## Given exercise
Copy the stretch from the line containing "white interior door." through the end of the material, changing "innermost point" to "central point" and leaving everything else the same.

## Information provided
########
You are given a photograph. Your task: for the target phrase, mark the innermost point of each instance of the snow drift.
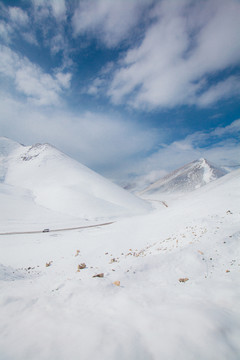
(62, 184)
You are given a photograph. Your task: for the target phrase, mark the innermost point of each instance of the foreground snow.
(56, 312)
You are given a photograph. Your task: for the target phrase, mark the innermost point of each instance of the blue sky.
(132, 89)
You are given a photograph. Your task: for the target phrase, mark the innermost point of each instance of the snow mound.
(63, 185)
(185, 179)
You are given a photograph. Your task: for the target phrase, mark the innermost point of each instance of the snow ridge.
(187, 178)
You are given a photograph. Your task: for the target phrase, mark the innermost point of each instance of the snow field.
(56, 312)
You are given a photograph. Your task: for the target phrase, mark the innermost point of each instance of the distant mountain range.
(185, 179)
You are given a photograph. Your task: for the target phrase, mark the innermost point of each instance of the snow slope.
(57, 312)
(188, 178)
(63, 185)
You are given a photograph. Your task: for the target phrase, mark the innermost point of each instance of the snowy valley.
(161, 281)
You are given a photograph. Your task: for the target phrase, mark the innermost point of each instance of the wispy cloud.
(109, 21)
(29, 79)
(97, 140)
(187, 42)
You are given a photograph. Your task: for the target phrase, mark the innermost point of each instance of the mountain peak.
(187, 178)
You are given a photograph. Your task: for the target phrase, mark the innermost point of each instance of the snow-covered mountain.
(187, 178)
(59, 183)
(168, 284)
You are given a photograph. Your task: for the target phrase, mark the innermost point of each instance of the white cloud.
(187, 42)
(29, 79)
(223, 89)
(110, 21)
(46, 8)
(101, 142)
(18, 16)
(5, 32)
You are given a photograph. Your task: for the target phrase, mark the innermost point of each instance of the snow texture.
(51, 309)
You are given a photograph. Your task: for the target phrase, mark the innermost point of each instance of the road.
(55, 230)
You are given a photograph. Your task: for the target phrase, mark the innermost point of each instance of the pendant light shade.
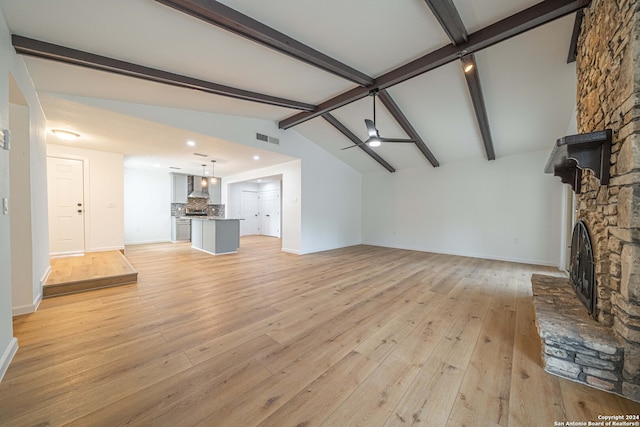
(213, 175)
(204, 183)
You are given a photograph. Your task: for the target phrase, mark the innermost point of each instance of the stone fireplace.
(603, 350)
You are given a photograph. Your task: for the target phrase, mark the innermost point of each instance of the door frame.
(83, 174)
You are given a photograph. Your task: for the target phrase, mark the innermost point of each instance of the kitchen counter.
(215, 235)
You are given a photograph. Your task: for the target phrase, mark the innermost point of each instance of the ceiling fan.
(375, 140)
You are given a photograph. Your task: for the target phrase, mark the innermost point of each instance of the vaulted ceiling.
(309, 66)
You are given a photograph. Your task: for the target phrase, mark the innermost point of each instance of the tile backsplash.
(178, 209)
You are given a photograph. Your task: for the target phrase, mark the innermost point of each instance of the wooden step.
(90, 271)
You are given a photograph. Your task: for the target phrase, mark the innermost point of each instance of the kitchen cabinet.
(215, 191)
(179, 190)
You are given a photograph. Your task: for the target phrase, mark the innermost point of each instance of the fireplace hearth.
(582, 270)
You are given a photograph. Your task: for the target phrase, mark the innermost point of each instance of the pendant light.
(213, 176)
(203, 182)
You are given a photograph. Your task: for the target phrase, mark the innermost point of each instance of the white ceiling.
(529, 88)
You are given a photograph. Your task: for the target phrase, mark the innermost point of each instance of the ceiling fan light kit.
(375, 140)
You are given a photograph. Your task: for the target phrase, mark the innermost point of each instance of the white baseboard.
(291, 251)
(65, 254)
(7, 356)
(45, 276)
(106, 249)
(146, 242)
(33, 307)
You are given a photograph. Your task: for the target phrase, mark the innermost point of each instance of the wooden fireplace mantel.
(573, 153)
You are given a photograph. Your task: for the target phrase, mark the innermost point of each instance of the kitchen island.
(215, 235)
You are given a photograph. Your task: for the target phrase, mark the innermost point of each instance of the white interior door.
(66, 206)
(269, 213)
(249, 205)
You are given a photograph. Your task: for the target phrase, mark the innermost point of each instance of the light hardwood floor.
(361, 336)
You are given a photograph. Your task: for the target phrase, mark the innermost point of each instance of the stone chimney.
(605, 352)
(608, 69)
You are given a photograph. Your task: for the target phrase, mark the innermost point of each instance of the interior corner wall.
########
## Solution to the exercise
You are given a photograph. Your task: for the target phrase, mark the central point of each instance of the white interior door.
(66, 206)
(269, 213)
(249, 205)
You are given a photograph. Your task: for the target phrase, mark the central point of each instance of the light hardwood floor.
(361, 336)
You are given a photograph. Your task: for the target phrase, mark the central point of each instance of the stone chimney.
(605, 352)
(608, 69)
You are given a photograph. Your task: for the target phrase, mark the central point of each instance of the interior corner wall.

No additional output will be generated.